_Exercise_
Reproduce every line of the listing below verbatim, changing no characters, spacing, or line breaks.

··· Information supplied ···

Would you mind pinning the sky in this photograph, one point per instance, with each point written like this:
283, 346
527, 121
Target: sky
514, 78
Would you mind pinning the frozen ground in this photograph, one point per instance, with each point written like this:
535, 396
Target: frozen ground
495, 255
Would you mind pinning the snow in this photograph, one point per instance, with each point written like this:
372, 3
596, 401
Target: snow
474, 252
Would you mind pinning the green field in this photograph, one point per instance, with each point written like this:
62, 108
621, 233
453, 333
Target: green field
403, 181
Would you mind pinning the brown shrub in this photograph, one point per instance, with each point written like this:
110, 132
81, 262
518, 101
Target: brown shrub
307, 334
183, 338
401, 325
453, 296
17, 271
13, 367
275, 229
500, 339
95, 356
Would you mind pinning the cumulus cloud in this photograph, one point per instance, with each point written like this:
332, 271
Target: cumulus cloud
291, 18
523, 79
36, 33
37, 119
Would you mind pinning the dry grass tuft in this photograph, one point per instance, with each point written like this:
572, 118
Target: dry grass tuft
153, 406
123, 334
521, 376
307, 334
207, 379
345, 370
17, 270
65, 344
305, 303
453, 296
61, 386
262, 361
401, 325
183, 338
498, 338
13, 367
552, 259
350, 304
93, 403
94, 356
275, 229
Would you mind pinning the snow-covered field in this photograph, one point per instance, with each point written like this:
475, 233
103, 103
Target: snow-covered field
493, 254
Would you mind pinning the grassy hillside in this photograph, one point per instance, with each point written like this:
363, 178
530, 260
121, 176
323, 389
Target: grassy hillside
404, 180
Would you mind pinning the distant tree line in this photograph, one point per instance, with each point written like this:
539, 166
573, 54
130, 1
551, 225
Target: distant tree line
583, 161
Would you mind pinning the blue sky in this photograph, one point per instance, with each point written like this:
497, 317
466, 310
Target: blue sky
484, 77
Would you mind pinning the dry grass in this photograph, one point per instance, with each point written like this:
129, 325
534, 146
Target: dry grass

···

_Solution below_
Would you mind pinning the sky in this photograph, one point per instance, with each point written like this:
283, 346
527, 121
Target: sky
514, 78
Would you mind pinning the frozen ground in this photograph, one point per instance, with each point written like this:
535, 396
Target: frozen ground
495, 255
Would you mind pinning the snow in this photograph, one point per instance, with each point written like this:
372, 3
596, 401
Target: snow
474, 252
Would you mind pinning the green field in this photograph, one point per instance, with each point written like this:
62, 108
621, 233
453, 333
Target: green field
403, 181
Would you mind pinning the brown shrub in this photograph, one point per instance, with each point written like this:
110, 132
81, 262
518, 101
Target: brown shrub
307, 334
183, 338
401, 325
453, 296
17, 271
13, 367
275, 229
500, 339
95, 356
Would you mind pinning the cumulus cloud in this photograph, one point per instance, with each point written like this:
332, 271
Target: cumulus cloud
291, 18
523, 79
36, 33
37, 119
Would you mind pinning the dry grass tuft in this photograph, one point per instance, with each point written like this:
572, 118
Target: dry grass tuft
153, 406
123, 334
521, 376
307, 334
207, 379
345, 370
17, 270
65, 344
305, 303
453, 296
61, 386
262, 361
401, 325
183, 338
498, 338
13, 367
552, 259
350, 304
93, 403
94, 356
275, 229
Would you mind pinning the snow-covered field in this photograph, one point per instance, with each point written like this:
475, 233
103, 103
Target: snow-covered field
493, 254
Would you mind pinning the grassy hillside in this photograph, one point per instance, with each point written like this:
363, 178
530, 260
121, 176
323, 389
Target: grassy hillside
404, 180
Would you mind pinning the distant tree line in this photograph, one point per instance, with each point written like this:
539, 166
573, 54
130, 1
551, 225
Target: distant tree line
583, 161
Would you mind pinning the blue sky in this photograph, one point per instance, with each point written like this:
497, 317
466, 310
Target: blue sky
484, 77
Would you mind pinning the dry grass in this photograph, one point per instance, with each point written like this:
129, 325
534, 146
Target: dry grass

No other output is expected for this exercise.